Chemotherapy with stem cell transplant

Stem cell transplant is a method of giving chemotherapy and replacing blood-forming cells destroyed by the treatment. Stem cells (immature blood cells) are removed from the blood or bone marrow of a donor and are frozen for storage. After the chemotherapy is completed, the stored stem cells are thawed and given back to the patient through an infusion. These reinfused stem cells grow into (and restore) the body's blood cells.

This treatment may not work as well in patients whose myelodysplastic syndrome was caused by past treatment for cancer.

Enlarge
Stem cell transplant; (Panel 1): Drawing of stem cells being removed from a patient or donor. Blood is collected from a vein in the arm and flows through a machine that removes the stem cells; the remaining blood is returned to a vein in the other arm. (Panel 2): Drawing of a health care provider giving a patient treatment to kill blood-forming cells. Chemotherapy is given to the patient through a catheter in the chest. (Panel 3): Drawing of stem cells being given to the patient through a catheter in the chest.

* EXCERPTED DATA:

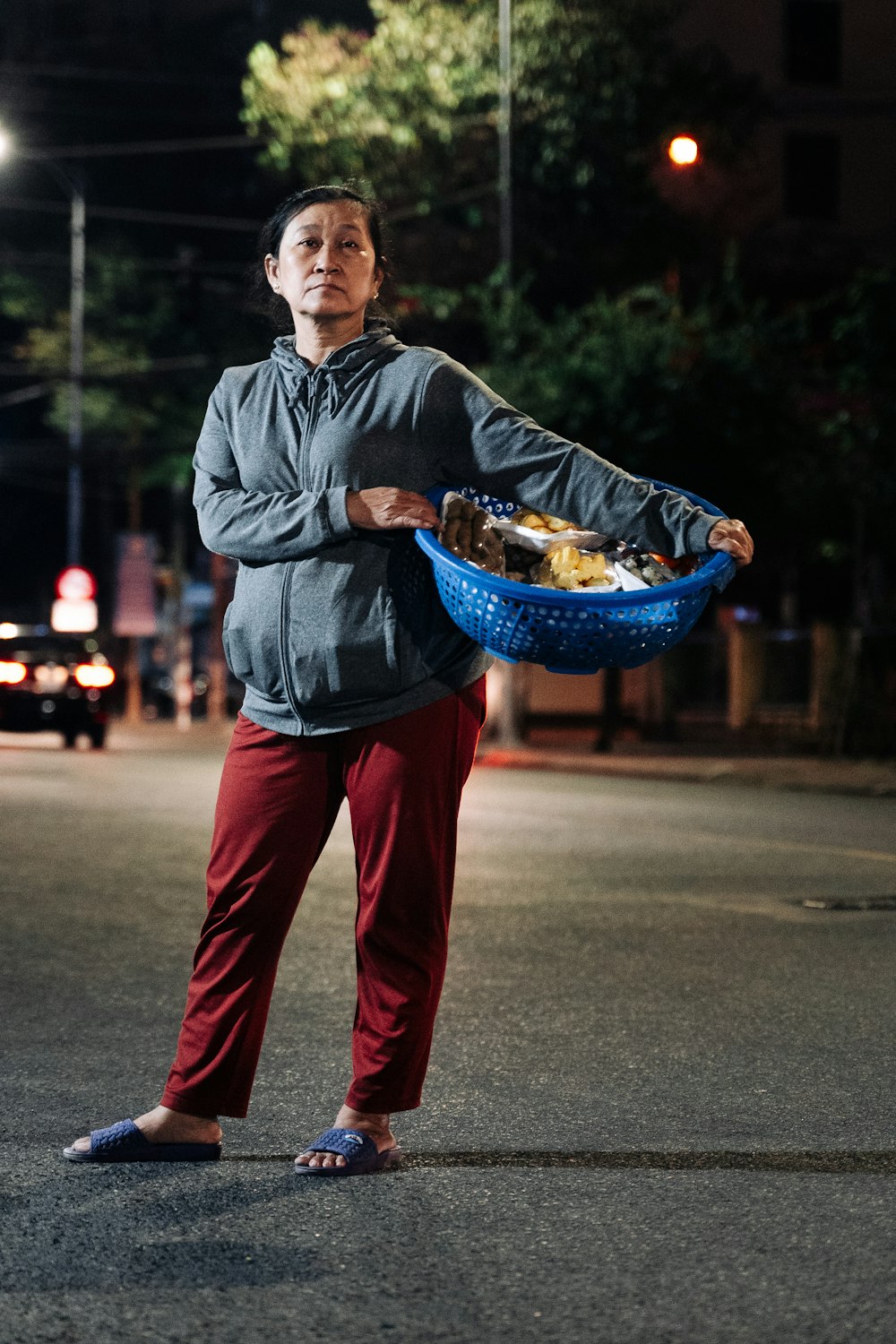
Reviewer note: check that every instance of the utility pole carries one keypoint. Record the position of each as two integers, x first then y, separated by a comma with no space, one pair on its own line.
75,368
505,117
504,674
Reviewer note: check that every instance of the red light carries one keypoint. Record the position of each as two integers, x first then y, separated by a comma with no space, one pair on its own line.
13,672
94,674
77,585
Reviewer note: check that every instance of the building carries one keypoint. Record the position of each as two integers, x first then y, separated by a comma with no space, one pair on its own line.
817,193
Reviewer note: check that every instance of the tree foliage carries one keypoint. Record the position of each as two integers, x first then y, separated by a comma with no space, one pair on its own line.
139,359
413,109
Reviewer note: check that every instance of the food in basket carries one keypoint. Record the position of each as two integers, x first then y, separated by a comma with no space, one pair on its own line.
645,567
538,548
567,567
540,521
469,532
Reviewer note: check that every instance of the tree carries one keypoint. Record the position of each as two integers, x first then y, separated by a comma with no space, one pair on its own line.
411,108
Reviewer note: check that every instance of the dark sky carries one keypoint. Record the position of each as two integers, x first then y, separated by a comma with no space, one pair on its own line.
99,72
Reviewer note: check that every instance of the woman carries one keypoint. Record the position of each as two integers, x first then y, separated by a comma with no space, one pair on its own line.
311,470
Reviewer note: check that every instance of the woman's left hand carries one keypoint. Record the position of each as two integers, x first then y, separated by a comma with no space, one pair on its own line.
729,535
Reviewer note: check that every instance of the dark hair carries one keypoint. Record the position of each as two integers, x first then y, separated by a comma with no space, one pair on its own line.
263,297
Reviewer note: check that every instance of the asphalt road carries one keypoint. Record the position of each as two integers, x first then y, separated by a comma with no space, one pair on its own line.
659,1105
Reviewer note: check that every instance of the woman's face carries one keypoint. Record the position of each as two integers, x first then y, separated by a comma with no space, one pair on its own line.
327,263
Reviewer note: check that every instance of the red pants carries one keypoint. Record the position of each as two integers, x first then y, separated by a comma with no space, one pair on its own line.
276,808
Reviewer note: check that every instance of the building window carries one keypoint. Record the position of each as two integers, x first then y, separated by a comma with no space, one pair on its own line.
813,42
812,177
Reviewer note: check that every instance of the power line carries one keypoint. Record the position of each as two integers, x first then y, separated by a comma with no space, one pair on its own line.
142,147
134,217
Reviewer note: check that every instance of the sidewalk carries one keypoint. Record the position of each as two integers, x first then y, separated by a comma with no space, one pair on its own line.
562,753
869,779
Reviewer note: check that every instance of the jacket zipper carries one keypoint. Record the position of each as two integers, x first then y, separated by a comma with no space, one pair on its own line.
314,411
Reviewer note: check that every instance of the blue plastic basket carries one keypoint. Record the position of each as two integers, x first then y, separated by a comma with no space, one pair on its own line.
568,632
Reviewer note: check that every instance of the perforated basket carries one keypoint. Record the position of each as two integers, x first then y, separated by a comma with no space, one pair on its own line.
568,632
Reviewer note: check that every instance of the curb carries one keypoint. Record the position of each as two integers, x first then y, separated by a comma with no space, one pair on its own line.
797,774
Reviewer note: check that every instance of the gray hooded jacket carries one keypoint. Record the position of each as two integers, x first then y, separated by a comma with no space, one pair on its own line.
335,626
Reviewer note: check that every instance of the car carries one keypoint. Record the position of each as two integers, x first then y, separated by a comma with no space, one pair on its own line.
56,682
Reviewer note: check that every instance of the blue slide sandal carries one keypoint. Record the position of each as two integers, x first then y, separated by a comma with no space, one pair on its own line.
358,1150
124,1142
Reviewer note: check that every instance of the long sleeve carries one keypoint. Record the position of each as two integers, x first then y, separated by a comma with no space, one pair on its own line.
479,440
253,526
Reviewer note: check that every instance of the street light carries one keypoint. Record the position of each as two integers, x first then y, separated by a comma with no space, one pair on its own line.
683,151
73,185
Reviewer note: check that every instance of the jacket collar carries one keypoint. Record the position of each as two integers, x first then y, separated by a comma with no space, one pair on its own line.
340,370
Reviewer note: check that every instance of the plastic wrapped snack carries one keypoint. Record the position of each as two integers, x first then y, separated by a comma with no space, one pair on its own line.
541,531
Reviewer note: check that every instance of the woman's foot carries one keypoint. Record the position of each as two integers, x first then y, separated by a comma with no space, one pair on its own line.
373,1124
169,1126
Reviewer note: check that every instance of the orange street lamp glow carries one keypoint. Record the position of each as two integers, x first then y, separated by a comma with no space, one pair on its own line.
684,151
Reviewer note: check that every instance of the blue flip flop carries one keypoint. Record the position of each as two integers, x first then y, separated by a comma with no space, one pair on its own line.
358,1150
124,1142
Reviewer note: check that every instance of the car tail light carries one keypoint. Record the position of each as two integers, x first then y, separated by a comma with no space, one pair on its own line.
13,672
94,674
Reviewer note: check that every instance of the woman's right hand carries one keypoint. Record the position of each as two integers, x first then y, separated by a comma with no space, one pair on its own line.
384,507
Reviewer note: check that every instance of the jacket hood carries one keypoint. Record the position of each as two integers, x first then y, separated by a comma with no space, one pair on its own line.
340,371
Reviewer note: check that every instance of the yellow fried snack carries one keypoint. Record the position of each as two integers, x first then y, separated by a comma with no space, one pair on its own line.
567,567
544,523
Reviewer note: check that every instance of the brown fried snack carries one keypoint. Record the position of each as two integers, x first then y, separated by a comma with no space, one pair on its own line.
469,532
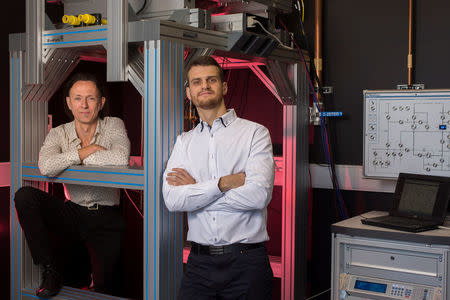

* EXERCISE INSTRUCTIONS:
[1] In the stem cell transplant text, what is done with the stem cells after they are removed from the donor's blood or bone marrow?
[2] Write a continuation of the stem cell transplant text that starts after its final sentence.
The entries that come after the text are drawn from a separate source.

* WRITTEN ANSWERS:
[1] They are frozen for storage.

[2]
Stem cell transplant. (Step 1): Blood is taken from a vein in the arm of the donor. The patient or another person may be the donor. The blood flows through a machine that removes the stem cells. Then the blood is returned to the donor through a vein in the other arm. (Step 2): The patient receives chemotherapy to kill blood-forming cells. The patient may receive radiation therapy (not shown). (Step 3): The patient receives stem cells through a catheter placed into a blood vessel in the chest.


New types of treatment are being tested in clinical trials.

Information about clinical trials is available from the NCI Web site.

Patients may want to think about taking part in a clinical trial.

For some patients, taking part in a clinical trial may be the best treatment choice. Clinical trials are part of the cancer research process. Clinical trials are done to find out if new cancer treatments are safe and effective or better than the standard treatment.

Many of today's standard treatments for cancer are based on earlier clinical trials. Patients who take part in a clinical trial may receive the standard treatment or be among the first to receive a new treatment.

Patients who take part in clinical trials also help improve the way cancer will be treated in the future. Even when clinical trials do not lead to effective new treatments, they often answer important questions and help move research forward.

Patients can enter clinical trials before, during, or after starting their treatment.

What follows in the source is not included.